(Raw records)
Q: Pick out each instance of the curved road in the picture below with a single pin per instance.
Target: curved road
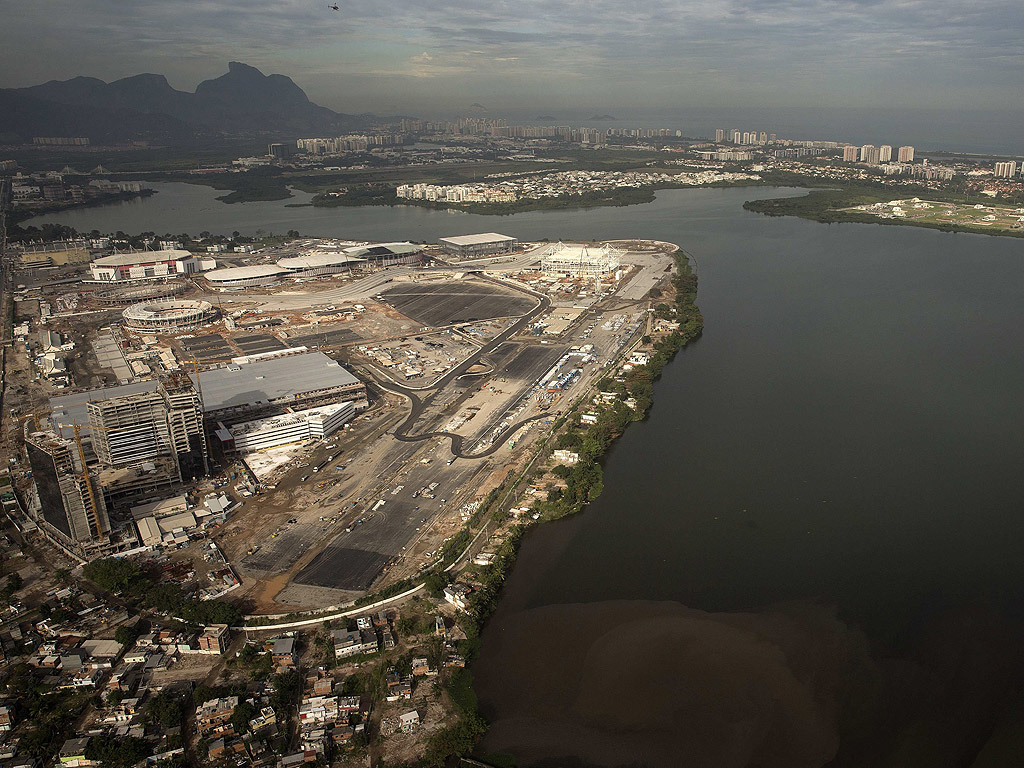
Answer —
(401, 431)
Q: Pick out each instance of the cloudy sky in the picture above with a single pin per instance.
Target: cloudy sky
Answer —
(435, 56)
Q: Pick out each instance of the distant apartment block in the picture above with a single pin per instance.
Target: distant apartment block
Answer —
(869, 154)
(1006, 170)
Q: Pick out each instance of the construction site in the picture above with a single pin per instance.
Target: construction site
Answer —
(352, 421)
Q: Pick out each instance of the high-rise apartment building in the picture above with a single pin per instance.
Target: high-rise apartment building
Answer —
(71, 499)
(869, 154)
(1006, 170)
(141, 426)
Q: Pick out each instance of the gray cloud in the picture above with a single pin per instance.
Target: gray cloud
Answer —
(830, 52)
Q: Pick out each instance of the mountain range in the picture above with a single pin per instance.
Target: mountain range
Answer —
(242, 102)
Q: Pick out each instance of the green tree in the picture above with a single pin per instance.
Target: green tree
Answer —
(126, 635)
(435, 583)
(122, 752)
(113, 574)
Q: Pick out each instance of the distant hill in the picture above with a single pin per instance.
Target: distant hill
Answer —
(242, 102)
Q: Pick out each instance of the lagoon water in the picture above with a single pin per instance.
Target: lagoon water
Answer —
(810, 553)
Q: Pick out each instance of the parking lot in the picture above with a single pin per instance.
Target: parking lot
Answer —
(208, 348)
(357, 556)
(456, 301)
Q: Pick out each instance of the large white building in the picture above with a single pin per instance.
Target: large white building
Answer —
(310, 424)
(126, 267)
(580, 260)
(477, 245)
(315, 263)
(243, 276)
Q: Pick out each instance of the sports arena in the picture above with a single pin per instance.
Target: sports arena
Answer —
(167, 314)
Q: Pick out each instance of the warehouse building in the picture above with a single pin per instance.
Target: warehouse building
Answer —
(246, 276)
(468, 246)
(310, 424)
(316, 263)
(386, 254)
(289, 380)
(128, 267)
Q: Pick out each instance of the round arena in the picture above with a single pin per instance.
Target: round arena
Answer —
(167, 314)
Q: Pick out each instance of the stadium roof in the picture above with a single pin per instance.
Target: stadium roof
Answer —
(270, 380)
(315, 259)
(476, 240)
(383, 249)
(141, 257)
(228, 273)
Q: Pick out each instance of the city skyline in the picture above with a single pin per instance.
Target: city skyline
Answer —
(444, 56)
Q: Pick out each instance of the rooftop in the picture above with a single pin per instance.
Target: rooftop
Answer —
(73, 409)
(314, 259)
(286, 420)
(228, 273)
(476, 240)
(270, 380)
(141, 257)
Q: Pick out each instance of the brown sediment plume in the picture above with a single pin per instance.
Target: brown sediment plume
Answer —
(656, 683)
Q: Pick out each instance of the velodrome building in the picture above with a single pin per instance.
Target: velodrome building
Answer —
(580, 260)
(298, 426)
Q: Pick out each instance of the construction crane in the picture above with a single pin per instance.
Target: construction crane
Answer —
(87, 479)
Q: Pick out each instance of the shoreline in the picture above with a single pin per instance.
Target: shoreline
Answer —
(583, 485)
(829, 206)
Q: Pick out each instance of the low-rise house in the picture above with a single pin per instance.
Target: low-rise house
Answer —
(456, 594)
(266, 718)
(398, 687)
(72, 754)
(223, 748)
(351, 643)
(317, 710)
(410, 721)
(298, 758)
(284, 651)
(422, 668)
(214, 717)
(214, 639)
(348, 706)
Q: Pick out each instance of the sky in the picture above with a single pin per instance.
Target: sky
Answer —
(432, 57)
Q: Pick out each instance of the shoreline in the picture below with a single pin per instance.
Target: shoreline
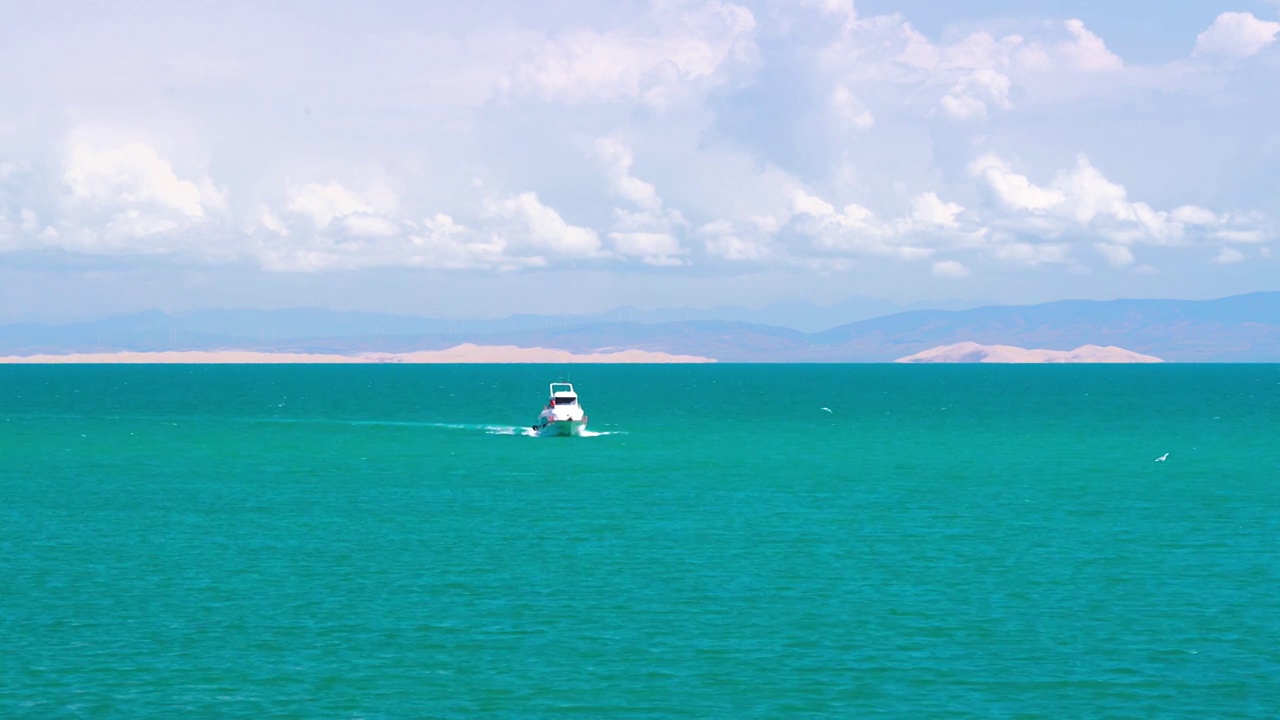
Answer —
(460, 354)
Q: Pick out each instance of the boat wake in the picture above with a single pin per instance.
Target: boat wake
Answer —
(488, 428)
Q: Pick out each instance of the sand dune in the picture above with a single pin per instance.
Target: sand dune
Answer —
(974, 352)
(460, 354)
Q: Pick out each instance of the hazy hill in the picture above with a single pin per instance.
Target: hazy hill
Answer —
(1232, 329)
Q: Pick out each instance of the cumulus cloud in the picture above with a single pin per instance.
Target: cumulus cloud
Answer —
(1229, 256)
(131, 174)
(1235, 35)
(648, 231)
(950, 269)
(1116, 255)
(685, 155)
(1082, 197)
(531, 224)
(686, 44)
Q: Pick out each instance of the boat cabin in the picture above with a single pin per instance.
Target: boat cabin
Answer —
(562, 393)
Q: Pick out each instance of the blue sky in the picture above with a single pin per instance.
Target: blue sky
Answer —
(493, 158)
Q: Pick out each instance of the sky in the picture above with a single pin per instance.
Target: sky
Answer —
(502, 156)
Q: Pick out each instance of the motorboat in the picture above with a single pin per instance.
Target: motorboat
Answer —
(562, 415)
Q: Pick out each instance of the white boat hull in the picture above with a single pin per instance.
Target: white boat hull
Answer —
(561, 428)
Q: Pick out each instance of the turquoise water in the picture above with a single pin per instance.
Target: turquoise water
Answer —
(384, 542)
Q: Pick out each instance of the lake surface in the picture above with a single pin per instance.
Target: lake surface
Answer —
(739, 541)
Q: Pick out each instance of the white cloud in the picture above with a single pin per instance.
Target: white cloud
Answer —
(616, 158)
(1011, 188)
(1087, 51)
(689, 42)
(110, 173)
(1237, 35)
(323, 203)
(1083, 199)
(950, 269)
(1032, 254)
(1229, 256)
(647, 233)
(650, 247)
(1118, 255)
(850, 112)
(530, 224)
(853, 231)
(928, 210)
(963, 108)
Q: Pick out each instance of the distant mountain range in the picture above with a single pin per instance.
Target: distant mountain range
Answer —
(1243, 328)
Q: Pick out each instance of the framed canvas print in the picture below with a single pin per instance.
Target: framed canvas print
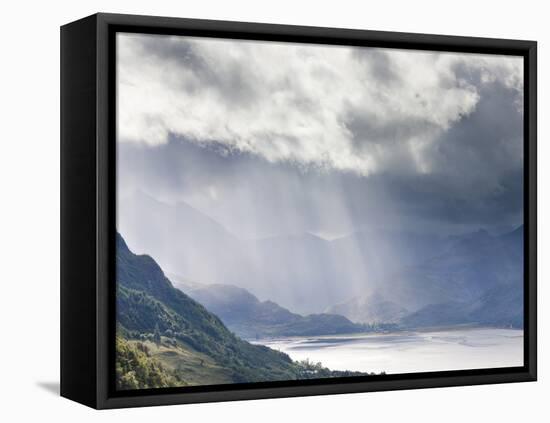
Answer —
(254, 211)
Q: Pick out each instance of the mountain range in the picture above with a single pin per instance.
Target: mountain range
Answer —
(165, 338)
(366, 276)
(251, 318)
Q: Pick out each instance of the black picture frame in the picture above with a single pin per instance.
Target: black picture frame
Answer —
(88, 212)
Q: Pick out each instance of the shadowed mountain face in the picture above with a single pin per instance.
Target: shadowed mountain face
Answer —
(250, 318)
(483, 280)
(370, 310)
(165, 338)
(388, 273)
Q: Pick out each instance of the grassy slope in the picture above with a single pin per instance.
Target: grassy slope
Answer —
(197, 348)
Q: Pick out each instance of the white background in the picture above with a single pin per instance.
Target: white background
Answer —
(29, 213)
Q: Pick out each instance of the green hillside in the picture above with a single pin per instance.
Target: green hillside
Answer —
(168, 339)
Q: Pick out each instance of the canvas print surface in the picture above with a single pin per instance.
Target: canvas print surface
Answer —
(298, 211)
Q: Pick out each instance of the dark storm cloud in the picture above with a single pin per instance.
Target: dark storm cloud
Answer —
(272, 138)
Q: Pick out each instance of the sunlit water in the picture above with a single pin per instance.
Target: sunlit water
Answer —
(407, 352)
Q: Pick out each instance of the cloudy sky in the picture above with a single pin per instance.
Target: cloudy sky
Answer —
(277, 138)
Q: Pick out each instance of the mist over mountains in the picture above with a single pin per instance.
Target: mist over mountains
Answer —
(366, 276)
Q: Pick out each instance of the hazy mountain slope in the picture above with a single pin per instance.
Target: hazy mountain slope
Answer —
(370, 309)
(250, 318)
(192, 344)
(486, 274)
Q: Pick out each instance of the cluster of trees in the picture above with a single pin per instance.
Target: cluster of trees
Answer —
(137, 369)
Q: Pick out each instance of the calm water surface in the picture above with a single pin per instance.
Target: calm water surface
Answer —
(407, 352)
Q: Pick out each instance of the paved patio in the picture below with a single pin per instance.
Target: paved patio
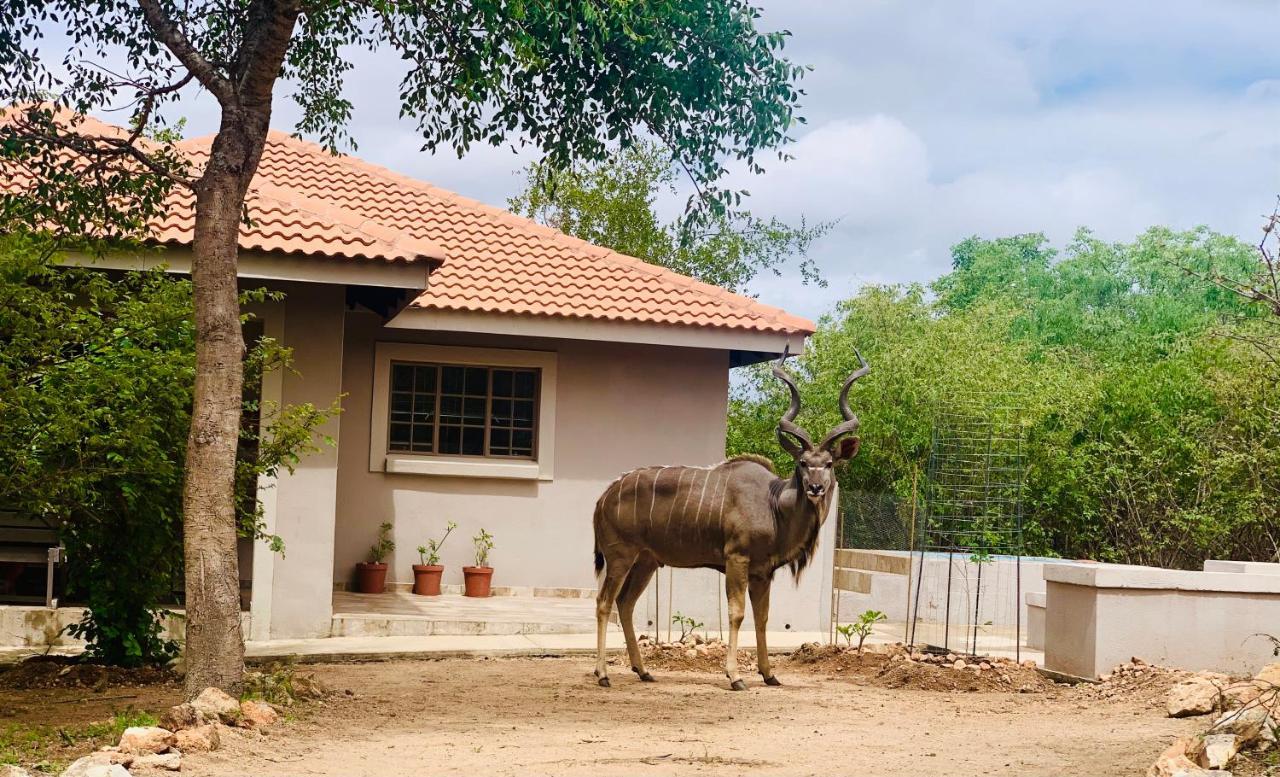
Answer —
(451, 615)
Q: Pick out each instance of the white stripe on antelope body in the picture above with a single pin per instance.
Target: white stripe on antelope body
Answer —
(755, 524)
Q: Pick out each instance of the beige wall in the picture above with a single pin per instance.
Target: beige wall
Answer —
(618, 406)
(293, 594)
(1097, 617)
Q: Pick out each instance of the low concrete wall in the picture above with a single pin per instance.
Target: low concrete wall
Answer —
(1100, 616)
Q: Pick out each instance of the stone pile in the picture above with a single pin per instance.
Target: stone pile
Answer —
(192, 727)
(1247, 718)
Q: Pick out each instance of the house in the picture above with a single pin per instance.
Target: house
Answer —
(493, 371)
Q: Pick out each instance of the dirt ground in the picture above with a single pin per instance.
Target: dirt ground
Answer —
(548, 717)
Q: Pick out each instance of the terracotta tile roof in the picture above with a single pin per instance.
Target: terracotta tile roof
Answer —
(499, 263)
(306, 201)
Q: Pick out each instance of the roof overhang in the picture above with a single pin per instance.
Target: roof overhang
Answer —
(272, 266)
(744, 346)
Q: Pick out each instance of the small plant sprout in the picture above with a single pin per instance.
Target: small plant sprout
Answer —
(430, 553)
(688, 625)
(484, 543)
(384, 545)
(862, 627)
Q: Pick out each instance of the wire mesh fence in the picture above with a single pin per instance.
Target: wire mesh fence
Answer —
(969, 533)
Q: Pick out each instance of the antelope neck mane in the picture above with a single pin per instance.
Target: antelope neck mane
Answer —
(794, 558)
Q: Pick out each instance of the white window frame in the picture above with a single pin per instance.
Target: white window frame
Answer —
(462, 466)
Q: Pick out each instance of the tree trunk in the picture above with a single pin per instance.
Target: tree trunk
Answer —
(215, 647)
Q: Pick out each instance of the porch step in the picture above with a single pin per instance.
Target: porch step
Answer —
(874, 561)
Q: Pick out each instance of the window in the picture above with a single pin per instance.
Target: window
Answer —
(464, 410)
(461, 411)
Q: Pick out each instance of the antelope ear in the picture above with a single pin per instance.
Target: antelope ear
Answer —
(846, 448)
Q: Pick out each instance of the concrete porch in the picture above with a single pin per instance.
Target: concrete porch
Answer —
(401, 613)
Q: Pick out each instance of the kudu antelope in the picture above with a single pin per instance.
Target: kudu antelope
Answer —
(737, 517)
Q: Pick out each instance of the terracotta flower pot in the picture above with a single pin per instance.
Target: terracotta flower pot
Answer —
(370, 577)
(476, 581)
(426, 579)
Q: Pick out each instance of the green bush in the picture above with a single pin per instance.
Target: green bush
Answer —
(1152, 435)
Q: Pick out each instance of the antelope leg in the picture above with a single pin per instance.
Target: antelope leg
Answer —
(635, 584)
(615, 575)
(735, 585)
(759, 589)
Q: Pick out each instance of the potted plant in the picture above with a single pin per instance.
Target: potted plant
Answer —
(479, 577)
(371, 575)
(426, 575)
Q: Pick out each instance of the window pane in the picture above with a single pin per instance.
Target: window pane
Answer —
(401, 406)
(499, 439)
(451, 439)
(502, 383)
(400, 437)
(472, 440)
(423, 439)
(402, 378)
(451, 380)
(522, 442)
(424, 379)
(525, 384)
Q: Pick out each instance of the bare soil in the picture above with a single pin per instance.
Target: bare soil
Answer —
(549, 717)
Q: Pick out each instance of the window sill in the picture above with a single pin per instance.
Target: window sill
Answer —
(456, 467)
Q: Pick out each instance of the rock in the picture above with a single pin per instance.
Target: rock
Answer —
(201, 739)
(1249, 723)
(1269, 673)
(215, 704)
(1197, 695)
(309, 686)
(169, 762)
(257, 714)
(94, 766)
(1174, 763)
(183, 716)
(141, 740)
(1215, 750)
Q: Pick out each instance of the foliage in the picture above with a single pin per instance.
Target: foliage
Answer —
(862, 627)
(1150, 438)
(613, 204)
(688, 625)
(95, 397)
(484, 543)
(383, 545)
(430, 553)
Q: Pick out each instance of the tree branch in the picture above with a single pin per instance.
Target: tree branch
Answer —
(181, 46)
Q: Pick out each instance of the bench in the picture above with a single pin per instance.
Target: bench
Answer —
(26, 542)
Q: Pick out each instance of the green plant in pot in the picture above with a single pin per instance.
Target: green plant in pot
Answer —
(479, 579)
(371, 575)
(426, 575)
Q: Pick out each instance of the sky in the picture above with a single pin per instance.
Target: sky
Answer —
(928, 122)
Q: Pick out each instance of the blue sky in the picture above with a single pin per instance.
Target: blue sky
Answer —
(933, 120)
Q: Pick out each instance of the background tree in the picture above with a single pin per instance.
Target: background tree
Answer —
(566, 76)
(615, 204)
(95, 403)
(1148, 435)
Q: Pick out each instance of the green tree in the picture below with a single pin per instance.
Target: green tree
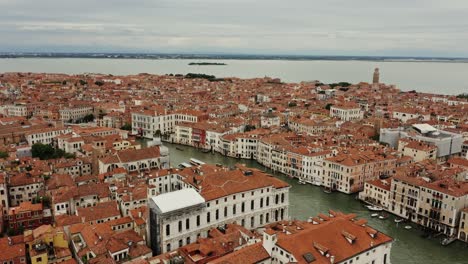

Directive: Please report each line of the listing above that contains the string "wake", treating uppercase and lowercase letters as different.

Output for this exercise:
Q: Pick out each instance of the boat wake in the picture above with a single pin per instance.
Target: boat wake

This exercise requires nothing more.